Set exercise a:
Tally the lines in the records below that contain the string "screen", where case counts, and give only the number.

Text provided:
** Begin **
# Problems connecting to our fav site?



## DanielBMe (Nov 25, 2007)

Anyone else having problems connecting to havaneseforum in the last 2 or 3 days? I'm finding I can't access the website a couple of times lately.


----------



## Havtahava (Aug 20, 2006)

Melissa has been doing upgrades to the forum. When that happens sometimes you will log in and see "database error."


----------



## Missy (Nov 6, 2006)

yes I have had some intermittent troubles too. it's very alarming when you can't get on.


----------



## Me&2Girls (May 11, 2007)

Yes, if you notice, she's put a notice on the main page about the limits on photo size - so if you get a database error, it's likely that you're posting photos that are too large. Oh yea, did I panic this morning. Felt like a drug addict who'd been cut off!


----------



## good buddy (Feb 20, 2007)

Yes! I'm so glad to hear it isn't just me! I spent all day yesterday dealing with 'puter issues and having it work, then not work and work again! This morning when I couldn't get on, I thought I was right back at square one!


----------



## Leeann (Feb 28, 2007)

This is what happens as football season nears, she gets all excited when she sees Tony on the T.V. she accidentally hits the wrong key then BAM the forums gone and we are all in the dark! Better hope those Cowboys do good this year, I'm not sure what would happen to the forum if they dont.


----------



## Melissa Miller (Aug 2, 2006)

HAHAHA... I did crash it the other day. If its been down the last two days, its my hosting company. I will have to check it out. Im working on the cafe press store now.


----------



## DanielBMe (Nov 25, 2007)

You are one busy lady lol


----------



## Leeann (Feb 28, 2007)

Melissa Miller said:


> Im working on the cafe press store now.


:whoo:Wahoooo can we get a sneak peak? :whoo:


----------
** End **
Set exercise b:
Name every distinct username that appears as a post author in the forum thread above, each one once.

Point labels for objects
** Begin **
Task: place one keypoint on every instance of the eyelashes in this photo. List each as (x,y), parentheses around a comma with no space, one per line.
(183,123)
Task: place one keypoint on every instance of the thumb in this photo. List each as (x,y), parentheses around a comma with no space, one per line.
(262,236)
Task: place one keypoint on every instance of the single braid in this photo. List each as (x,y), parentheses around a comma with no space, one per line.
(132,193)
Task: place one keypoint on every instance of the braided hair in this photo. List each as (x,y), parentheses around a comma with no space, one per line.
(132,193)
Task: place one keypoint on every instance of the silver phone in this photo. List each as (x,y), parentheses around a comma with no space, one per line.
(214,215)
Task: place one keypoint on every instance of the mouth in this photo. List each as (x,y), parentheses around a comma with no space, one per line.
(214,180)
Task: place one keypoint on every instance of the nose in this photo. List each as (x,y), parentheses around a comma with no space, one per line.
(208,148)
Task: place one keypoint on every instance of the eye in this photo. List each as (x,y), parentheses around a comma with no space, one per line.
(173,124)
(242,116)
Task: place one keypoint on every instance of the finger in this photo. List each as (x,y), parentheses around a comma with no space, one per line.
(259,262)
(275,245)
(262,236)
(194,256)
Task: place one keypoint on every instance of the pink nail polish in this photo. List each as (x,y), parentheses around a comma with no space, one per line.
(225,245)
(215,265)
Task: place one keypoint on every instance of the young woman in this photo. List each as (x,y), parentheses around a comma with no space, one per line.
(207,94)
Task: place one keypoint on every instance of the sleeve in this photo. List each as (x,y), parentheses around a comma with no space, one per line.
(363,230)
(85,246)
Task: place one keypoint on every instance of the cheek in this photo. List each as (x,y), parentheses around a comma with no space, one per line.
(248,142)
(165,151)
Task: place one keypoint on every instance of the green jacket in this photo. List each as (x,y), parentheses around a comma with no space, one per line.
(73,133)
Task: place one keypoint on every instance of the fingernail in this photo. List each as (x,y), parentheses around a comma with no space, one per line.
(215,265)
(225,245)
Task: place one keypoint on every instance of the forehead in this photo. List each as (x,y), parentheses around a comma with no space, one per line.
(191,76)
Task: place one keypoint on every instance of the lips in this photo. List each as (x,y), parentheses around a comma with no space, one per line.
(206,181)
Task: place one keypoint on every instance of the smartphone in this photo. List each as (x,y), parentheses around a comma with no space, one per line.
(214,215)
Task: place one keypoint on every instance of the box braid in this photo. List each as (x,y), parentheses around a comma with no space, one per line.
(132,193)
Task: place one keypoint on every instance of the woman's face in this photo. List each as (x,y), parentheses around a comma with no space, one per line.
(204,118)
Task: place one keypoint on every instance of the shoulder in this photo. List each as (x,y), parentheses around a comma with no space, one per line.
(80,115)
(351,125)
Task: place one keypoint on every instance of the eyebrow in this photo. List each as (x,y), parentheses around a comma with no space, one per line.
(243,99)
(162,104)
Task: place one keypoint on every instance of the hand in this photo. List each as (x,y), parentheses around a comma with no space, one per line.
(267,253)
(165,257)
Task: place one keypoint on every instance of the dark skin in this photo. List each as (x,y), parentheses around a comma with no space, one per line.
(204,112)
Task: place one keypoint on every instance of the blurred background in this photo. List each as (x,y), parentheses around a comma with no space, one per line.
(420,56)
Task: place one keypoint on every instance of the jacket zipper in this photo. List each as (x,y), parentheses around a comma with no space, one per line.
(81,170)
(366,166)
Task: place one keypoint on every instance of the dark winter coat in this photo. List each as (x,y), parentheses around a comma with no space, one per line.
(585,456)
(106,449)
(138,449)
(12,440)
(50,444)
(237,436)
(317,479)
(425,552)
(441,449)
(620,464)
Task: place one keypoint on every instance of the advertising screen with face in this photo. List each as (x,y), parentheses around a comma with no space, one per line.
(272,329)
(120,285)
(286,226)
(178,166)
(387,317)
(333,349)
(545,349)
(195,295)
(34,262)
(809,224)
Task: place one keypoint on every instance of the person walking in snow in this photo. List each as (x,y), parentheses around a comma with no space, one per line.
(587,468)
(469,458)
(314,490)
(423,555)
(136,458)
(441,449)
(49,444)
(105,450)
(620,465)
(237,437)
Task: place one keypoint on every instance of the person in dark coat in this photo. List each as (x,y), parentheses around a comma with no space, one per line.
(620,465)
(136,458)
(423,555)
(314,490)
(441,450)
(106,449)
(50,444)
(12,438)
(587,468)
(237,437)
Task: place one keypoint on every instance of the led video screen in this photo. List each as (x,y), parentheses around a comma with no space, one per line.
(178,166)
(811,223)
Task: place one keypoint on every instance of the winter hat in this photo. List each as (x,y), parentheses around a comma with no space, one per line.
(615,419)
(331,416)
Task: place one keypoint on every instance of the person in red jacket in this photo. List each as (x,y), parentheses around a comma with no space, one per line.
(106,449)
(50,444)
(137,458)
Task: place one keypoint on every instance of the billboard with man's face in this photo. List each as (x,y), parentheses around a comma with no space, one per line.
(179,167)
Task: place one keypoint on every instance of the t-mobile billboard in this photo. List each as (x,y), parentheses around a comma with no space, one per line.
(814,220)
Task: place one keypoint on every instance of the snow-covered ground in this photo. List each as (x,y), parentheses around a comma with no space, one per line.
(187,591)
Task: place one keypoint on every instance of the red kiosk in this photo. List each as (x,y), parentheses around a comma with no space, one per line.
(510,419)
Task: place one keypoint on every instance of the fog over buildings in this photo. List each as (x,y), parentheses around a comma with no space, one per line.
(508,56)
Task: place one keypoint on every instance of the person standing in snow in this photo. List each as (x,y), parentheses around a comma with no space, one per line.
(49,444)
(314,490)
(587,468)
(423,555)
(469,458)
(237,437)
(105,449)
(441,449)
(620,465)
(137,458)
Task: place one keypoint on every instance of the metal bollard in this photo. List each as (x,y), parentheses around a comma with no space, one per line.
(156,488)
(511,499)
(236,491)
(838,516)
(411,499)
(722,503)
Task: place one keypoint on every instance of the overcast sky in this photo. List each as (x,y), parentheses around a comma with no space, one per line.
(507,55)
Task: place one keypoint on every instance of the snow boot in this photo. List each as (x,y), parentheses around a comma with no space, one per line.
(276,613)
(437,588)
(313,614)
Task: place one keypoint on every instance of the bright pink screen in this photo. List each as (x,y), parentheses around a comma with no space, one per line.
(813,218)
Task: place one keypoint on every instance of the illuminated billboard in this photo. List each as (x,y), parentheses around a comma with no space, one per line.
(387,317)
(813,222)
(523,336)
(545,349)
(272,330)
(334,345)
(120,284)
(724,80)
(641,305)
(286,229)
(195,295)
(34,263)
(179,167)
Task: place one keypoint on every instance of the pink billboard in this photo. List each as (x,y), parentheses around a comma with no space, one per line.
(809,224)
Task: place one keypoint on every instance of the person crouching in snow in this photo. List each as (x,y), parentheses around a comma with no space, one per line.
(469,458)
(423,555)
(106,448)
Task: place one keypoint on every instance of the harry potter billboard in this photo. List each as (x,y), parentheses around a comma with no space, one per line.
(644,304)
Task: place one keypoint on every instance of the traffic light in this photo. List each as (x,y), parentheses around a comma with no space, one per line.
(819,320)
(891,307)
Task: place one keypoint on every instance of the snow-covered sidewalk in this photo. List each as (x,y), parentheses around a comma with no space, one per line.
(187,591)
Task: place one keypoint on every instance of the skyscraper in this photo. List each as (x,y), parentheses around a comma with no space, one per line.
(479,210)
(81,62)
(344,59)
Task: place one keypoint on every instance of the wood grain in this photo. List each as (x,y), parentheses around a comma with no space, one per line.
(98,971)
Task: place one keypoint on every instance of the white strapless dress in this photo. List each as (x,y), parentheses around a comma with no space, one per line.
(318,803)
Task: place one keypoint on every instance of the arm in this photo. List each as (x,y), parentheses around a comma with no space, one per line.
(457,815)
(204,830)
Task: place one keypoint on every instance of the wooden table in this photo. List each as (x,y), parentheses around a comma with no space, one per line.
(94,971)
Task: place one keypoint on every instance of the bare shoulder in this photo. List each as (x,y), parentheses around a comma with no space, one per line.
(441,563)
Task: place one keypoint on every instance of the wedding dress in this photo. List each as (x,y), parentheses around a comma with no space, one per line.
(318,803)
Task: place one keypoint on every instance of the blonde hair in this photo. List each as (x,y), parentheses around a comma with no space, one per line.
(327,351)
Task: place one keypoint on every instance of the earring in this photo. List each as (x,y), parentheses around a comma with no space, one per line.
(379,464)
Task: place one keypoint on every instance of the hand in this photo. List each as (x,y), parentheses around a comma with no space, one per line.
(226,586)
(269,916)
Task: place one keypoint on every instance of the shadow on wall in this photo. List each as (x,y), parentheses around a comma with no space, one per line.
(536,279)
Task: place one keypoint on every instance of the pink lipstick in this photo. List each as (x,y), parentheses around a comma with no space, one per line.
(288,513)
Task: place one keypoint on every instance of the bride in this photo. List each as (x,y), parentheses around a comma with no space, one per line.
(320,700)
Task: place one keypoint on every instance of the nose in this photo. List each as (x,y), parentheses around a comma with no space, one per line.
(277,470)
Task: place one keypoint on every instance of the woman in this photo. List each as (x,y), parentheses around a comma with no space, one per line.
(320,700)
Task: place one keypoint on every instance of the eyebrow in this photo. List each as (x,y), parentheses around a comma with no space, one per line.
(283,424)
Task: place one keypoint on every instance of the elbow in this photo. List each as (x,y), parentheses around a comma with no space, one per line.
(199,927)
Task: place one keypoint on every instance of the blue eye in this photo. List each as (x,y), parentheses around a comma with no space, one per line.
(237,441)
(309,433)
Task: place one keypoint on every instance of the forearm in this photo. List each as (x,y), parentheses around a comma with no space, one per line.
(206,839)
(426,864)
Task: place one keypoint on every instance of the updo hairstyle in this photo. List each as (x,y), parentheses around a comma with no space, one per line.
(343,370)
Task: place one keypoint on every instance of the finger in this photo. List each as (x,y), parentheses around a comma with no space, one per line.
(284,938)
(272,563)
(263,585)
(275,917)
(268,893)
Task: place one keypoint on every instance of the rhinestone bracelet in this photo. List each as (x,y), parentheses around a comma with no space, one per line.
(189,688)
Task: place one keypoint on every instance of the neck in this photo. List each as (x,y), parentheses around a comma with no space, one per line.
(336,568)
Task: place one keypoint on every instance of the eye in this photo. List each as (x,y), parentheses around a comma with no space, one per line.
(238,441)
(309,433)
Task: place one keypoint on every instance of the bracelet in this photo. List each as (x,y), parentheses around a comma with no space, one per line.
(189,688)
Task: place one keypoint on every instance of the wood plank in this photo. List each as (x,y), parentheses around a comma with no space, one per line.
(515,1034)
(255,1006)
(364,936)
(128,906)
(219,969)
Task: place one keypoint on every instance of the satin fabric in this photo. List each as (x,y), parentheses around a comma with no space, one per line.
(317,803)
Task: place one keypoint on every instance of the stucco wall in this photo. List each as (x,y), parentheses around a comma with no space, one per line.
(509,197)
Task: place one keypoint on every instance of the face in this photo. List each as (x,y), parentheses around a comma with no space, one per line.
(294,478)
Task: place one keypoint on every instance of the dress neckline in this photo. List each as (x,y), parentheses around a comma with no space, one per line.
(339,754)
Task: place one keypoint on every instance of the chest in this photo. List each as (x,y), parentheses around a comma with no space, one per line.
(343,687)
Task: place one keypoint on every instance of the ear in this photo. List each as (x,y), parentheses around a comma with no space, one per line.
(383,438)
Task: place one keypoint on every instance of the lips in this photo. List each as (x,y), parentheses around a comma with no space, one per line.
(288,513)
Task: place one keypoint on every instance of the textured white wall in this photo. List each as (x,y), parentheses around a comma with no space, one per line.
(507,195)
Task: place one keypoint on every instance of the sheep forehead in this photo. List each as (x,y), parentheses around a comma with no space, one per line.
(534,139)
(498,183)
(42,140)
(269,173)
** End **
Exercise answer a:
3

Exercise answer b:
DanielBMe
Havtahava
Missy
Me&2Girls
good buddy
Leeann
Melissa Miller